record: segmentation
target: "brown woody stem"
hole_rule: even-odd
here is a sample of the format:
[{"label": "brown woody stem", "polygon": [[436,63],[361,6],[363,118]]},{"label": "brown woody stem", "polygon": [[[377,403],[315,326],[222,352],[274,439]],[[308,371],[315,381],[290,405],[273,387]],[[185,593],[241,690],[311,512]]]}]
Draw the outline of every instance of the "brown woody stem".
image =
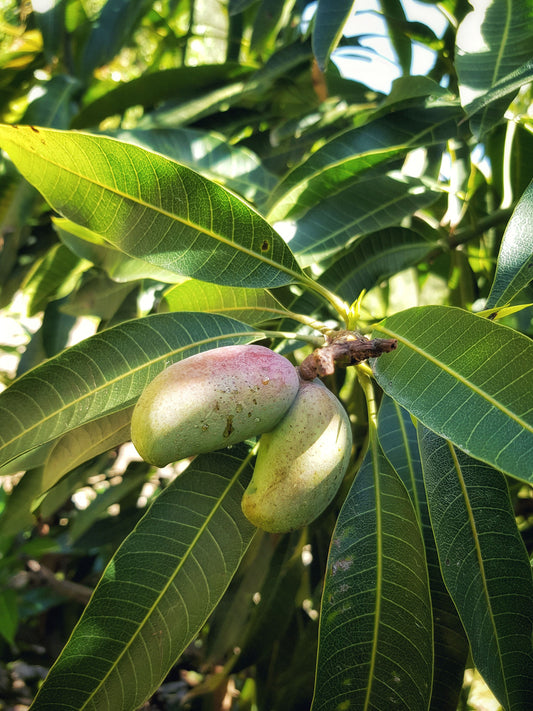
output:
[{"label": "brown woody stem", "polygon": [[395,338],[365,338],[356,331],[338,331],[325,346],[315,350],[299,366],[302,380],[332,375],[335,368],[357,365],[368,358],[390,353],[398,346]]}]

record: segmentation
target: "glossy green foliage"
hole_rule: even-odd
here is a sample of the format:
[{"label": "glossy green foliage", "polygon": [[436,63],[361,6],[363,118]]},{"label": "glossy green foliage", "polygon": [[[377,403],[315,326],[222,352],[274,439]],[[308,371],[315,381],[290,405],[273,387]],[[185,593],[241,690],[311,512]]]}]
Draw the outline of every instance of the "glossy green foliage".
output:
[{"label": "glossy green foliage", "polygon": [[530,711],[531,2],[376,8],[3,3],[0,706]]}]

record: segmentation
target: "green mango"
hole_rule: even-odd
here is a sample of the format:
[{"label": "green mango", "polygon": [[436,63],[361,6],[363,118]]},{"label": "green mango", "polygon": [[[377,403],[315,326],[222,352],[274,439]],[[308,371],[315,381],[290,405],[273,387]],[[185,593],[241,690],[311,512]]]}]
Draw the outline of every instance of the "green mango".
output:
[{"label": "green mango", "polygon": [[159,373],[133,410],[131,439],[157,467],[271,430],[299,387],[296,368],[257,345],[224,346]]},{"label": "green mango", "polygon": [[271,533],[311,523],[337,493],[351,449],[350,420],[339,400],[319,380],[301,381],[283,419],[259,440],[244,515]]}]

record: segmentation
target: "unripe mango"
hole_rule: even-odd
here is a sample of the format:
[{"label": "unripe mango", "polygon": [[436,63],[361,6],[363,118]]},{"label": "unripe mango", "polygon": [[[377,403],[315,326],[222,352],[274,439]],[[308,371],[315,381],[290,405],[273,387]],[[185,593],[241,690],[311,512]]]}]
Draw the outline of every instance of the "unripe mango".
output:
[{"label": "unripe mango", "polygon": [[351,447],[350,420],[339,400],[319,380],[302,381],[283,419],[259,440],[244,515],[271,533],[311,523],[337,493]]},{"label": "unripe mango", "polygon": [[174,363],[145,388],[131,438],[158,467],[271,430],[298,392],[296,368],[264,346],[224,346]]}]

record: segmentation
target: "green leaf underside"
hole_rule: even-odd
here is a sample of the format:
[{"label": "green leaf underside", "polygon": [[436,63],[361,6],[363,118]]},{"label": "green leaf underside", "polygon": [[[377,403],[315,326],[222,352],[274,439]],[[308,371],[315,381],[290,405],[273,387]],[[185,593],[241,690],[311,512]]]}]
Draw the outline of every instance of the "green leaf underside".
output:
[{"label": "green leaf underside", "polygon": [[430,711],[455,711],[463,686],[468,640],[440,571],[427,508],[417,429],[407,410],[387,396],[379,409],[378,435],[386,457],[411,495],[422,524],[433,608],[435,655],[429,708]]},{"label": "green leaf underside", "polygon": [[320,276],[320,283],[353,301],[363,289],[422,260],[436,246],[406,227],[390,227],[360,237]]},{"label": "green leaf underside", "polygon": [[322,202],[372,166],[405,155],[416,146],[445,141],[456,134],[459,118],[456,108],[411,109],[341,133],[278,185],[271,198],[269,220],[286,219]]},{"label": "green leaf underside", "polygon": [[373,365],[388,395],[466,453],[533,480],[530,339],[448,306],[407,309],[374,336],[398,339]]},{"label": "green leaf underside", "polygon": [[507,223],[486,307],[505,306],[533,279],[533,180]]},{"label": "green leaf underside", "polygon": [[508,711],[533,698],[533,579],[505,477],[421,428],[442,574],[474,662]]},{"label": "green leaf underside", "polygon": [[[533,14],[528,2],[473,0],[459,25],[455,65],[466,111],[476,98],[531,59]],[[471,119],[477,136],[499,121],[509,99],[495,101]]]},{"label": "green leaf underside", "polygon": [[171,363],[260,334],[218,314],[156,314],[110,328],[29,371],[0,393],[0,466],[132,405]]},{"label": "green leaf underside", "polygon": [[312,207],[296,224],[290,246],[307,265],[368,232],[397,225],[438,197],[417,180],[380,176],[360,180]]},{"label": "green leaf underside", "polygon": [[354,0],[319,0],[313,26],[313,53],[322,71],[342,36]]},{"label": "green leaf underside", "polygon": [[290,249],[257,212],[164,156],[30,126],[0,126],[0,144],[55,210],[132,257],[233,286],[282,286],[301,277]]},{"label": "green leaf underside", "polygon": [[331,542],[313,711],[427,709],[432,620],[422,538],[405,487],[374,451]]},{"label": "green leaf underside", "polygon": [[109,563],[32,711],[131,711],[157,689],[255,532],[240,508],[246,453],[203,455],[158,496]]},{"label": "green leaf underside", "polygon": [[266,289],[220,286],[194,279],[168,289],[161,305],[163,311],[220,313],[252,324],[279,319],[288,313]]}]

□ □ □ □

When a record holds a picture, leave that picture out; copy the rest verbatim.

record: segmentation
target: "brown woody stem"
hole_rule: even-odd
here is a sample of the format:
[{"label": "brown woody stem", "polygon": [[436,63],[361,6],[363,118]]},{"label": "brown woody stem", "polygon": [[[377,403],[315,326],[222,352],[274,439]],[[308,371],[315,381],[290,405],[273,387]],[[185,593],[241,690],[311,512]]]}]
Draw the outline of every instance of the "brown woody stem".
image =
output:
[{"label": "brown woody stem", "polygon": [[395,338],[365,338],[356,331],[338,331],[325,346],[315,350],[299,366],[302,380],[332,375],[335,368],[357,365],[368,358],[390,353],[398,346]]}]

record: segmentation
target: "glossy green foliage"
hole_rule: even-odd
here is a sample of the format:
[{"label": "glossy green foliage", "polygon": [[436,63],[361,6],[363,118]]},{"label": "glossy green foliage", "polygon": [[[377,403],[315,326],[222,352],[274,439]],[[308,371],[315,381],[290,405],[273,387]],[[185,593],[241,690],[311,512]]]}]
Draw the outline of every instance of the "glossy green foliage".
output:
[{"label": "glossy green foliage", "polygon": [[530,711],[531,2],[376,8],[3,3],[0,706]]}]

record: segmentation
target: "green mango"
hole_rule: even-odd
here is a sample of the format:
[{"label": "green mango", "polygon": [[436,63],[361,6],[363,118]]},{"label": "green mango", "polygon": [[[377,403],[315,326],[222,352],[274,439]],[[308,371],[315,381],[290,405],[273,387]],[[185,593],[241,690],[311,512]]]}]
Draw the outline of every instance of the "green mango".
output:
[{"label": "green mango", "polygon": [[159,373],[133,410],[131,439],[157,467],[271,430],[299,387],[296,368],[257,345],[224,346]]},{"label": "green mango", "polygon": [[271,533],[311,523],[337,493],[351,449],[350,420],[339,400],[319,380],[301,381],[283,419],[259,440],[244,515]]}]

record: segmentation
target: "unripe mango"
hole_rule: even-odd
here is a sample of the format:
[{"label": "unripe mango", "polygon": [[436,63],[361,6],[363,118]]},{"label": "unripe mango", "polygon": [[[377,403],[315,326],[222,352],[274,439]],[[308,371],[315,381],[290,405],[273,387]],[[185,593],[241,690],[311,512]]]}]
Draw the outline of every instance of the "unripe mango".
output:
[{"label": "unripe mango", "polygon": [[351,447],[350,420],[339,400],[319,380],[302,381],[283,419],[259,440],[244,515],[271,533],[311,523],[337,493]]},{"label": "unripe mango", "polygon": [[174,363],[145,388],[131,438],[158,467],[271,430],[298,392],[296,368],[264,346],[224,346]]}]

record: segmentation
target: "green leaf underside"
hole_rule: even-odd
here is a sample of the format:
[{"label": "green leaf underside", "polygon": [[436,63],[361,6],[363,118]]},{"label": "green leaf underside", "polygon": [[[377,403],[315,326],[222,352],[274,439]],[[308,371],[315,381],[290,405],[273,387]],[[185,593],[241,690],[311,512]]]}]
Draw the outline of every instance of the "green leaf underside".
output:
[{"label": "green leaf underside", "polygon": [[430,711],[455,711],[463,686],[468,640],[440,571],[427,508],[417,429],[407,410],[387,396],[379,409],[378,435],[386,457],[411,495],[422,524],[433,608],[435,655],[429,708]]},{"label": "green leaf underside", "polygon": [[320,276],[320,283],[353,301],[363,289],[422,260],[436,246],[406,227],[390,227],[360,237]]},{"label": "green leaf underside", "polygon": [[322,202],[372,166],[405,155],[416,146],[445,141],[456,134],[459,118],[456,108],[411,109],[341,133],[278,185],[271,198],[269,220],[286,219]]},{"label": "green leaf underside", "polygon": [[373,365],[388,395],[466,453],[533,480],[530,339],[448,306],[407,309],[374,336],[398,339]]},{"label": "green leaf underside", "polygon": [[507,223],[486,307],[505,306],[533,279],[533,180]]},{"label": "green leaf underside", "polygon": [[508,711],[533,698],[533,579],[505,477],[421,428],[442,574],[474,662]]},{"label": "green leaf underside", "polygon": [[[533,14],[528,2],[473,0],[459,25],[455,65],[466,111],[476,98],[531,59]],[[471,119],[477,136],[499,121],[509,99],[495,101]]]},{"label": "green leaf underside", "polygon": [[171,363],[260,334],[218,314],[156,314],[110,328],[29,371],[0,393],[0,466],[132,405]]},{"label": "green leaf underside", "polygon": [[312,207],[296,224],[290,246],[307,265],[368,232],[397,225],[438,197],[417,180],[380,176],[360,180]]},{"label": "green leaf underside", "polygon": [[354,0],[319,0],[313,26],[313,53],[322,71],[342,36]]},{"label": "green leaf underside", "polygon": [[290,249],[257,212],[164,156],[30,126],[0,126],[0,144],[55,210],[132,257],[233,286],[282,286],[301,277]]},{"label": "green leaf underside", "polygon": [[331,542],[313,711],[427,709],[432,620],[422,538],[405,487],[374,451]]},{"label": "green leaf underside", "polygon": [[109,563],[32,711],[131,711],[157,689],[255,532],[240,508],[246,453],[203,455],[158,496]]},{"label": "green leaf underside", "polygon": [[266,289],[220,286],[194,279],[168,289],[161,305],[163,311],[220,313],[252,324],[279,319],[288,313]]}]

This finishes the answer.